* PROBLEM DESCRIPTION:
Find every line in the entries below that contains the word "bamboo" and copy each of those lines in full. Case matters.

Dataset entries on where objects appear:
......
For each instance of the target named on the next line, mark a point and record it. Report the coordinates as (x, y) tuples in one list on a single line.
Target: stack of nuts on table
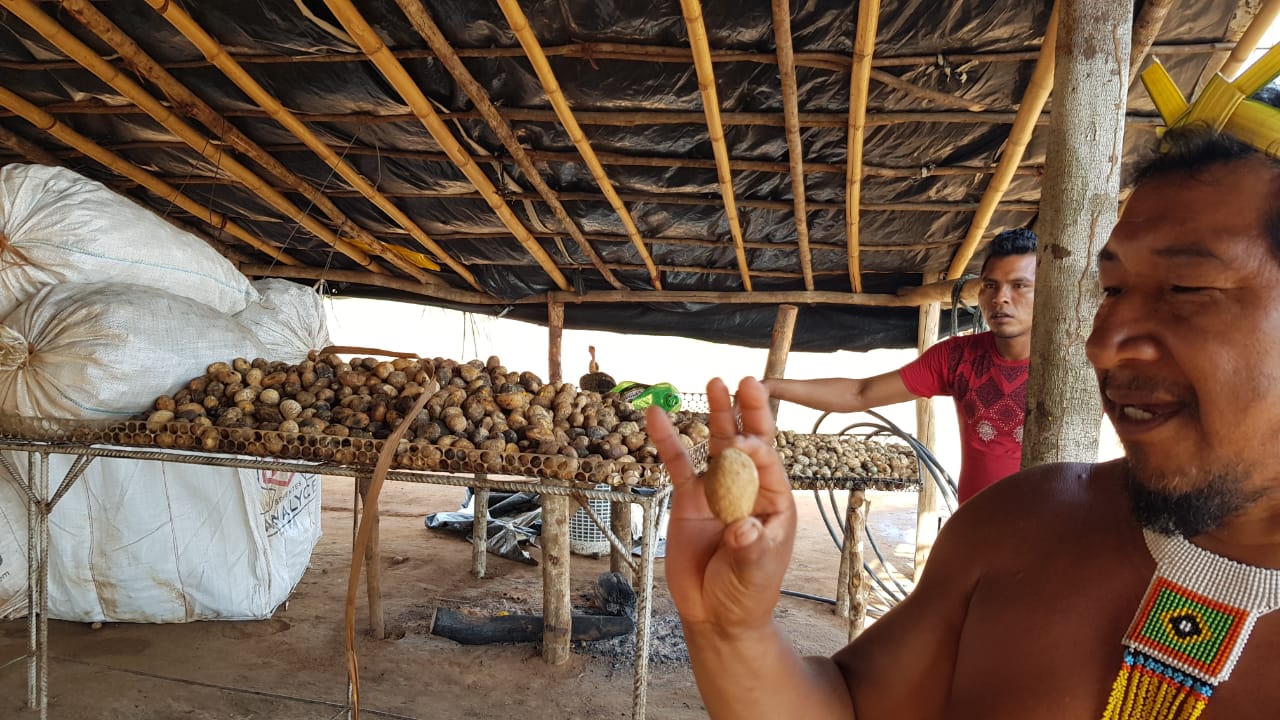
[(480, 417), (845, 456)]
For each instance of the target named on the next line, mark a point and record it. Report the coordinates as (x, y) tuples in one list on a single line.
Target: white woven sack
[(60, 227), (140, 541), (103, 351), (288, 319)]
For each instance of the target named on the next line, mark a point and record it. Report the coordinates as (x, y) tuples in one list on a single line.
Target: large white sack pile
[(108, 350), (287, 318), (164, 542), (104, 306), (60, 227)]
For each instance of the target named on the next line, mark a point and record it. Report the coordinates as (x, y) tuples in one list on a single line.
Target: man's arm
[(842, 395), (726, 582)]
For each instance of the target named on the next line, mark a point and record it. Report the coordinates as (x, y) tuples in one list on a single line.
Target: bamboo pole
[(640, 162), (927, 510), (54, 127), (859, 86), (144, 65), (604, 296), (832, 62), (216, 54), (685, 199), (394, 72), (551, 86), (55, 33), (1146, 28), (632, 118), (1038, 90), (795, 147), (556, 336), (430, 32), (1252, 37), (700, 48), (780, 347)]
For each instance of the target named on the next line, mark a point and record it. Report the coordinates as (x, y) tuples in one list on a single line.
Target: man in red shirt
[(986, 373)]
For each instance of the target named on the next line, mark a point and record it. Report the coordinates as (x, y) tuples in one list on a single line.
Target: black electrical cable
[(927, 465)]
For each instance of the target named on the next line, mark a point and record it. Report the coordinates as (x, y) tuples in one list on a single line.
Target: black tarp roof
[(626, 69)]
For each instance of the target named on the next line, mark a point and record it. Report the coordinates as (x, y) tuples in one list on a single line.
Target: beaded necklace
[(1189, 630)]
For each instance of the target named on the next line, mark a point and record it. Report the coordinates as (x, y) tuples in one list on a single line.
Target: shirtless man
[(1032, 586)]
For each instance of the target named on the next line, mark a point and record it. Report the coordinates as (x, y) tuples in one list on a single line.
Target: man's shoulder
[(1055, 493)]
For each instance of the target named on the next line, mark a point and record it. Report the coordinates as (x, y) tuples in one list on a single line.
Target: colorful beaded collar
[(1189, 630)]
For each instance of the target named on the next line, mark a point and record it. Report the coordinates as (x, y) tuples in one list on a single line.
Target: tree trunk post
[(1078, 210)]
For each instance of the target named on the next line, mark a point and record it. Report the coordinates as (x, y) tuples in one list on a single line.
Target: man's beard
[(1217, 496)]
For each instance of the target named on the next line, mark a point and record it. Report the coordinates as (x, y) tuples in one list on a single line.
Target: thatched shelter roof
[(668, 167)]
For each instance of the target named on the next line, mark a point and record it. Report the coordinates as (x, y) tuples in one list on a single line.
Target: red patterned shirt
[(991, 400)]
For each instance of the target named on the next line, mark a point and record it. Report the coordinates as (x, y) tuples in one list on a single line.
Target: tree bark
[(1078, 210)]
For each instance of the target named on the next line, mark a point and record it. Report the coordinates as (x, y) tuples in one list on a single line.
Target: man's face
[(1008, 295), (1187, 340)]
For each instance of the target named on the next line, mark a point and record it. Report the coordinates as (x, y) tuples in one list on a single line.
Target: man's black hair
[(1194, 149), (1015, 241)]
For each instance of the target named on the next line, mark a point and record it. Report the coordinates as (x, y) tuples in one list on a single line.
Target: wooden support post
[(620, 523), (927, 519), (373, 570), (479, 532), (780, 346), (557, 601), (556, 324), (1080, 197), (851, 588)]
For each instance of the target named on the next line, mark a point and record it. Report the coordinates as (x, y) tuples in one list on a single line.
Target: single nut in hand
[(731, 484)]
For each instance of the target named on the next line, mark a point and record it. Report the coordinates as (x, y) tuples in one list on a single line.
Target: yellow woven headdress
[(1224, 105)]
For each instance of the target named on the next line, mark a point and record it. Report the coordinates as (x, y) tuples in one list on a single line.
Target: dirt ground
[(291, 665)]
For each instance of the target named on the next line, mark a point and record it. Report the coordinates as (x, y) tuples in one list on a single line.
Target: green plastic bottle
[(640, 395)]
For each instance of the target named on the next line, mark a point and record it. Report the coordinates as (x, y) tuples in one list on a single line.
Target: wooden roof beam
[(832, 62), (859, 87), (1146, 28), (234, 72), (62, 39), (448, 57), (54, 127), (791, 115), (1038, 90), (1252, 37), (547, 77), (711, 106), (371, 44)]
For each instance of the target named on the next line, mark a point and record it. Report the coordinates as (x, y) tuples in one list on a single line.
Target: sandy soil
[(291, 665)]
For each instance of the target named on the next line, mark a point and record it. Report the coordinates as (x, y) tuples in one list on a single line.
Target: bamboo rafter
[(142, 64), (630, 118), (50, 124), (859, 87), (368, 39), (1252, 37), (1037, 92), (832, 62), (684, 199), (565, 114), (795, 147), (700, 46), (641, 162), (216, 54), (54, 32), (759, 297), (1146, 28), (448, 57)]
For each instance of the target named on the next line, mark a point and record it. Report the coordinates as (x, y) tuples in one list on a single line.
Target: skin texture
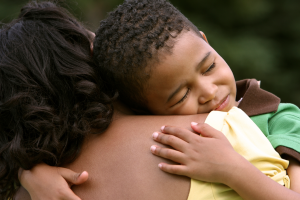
......
* WRITTEN SOLUTION:
Target: bamboo pole
Target: bamboo rafter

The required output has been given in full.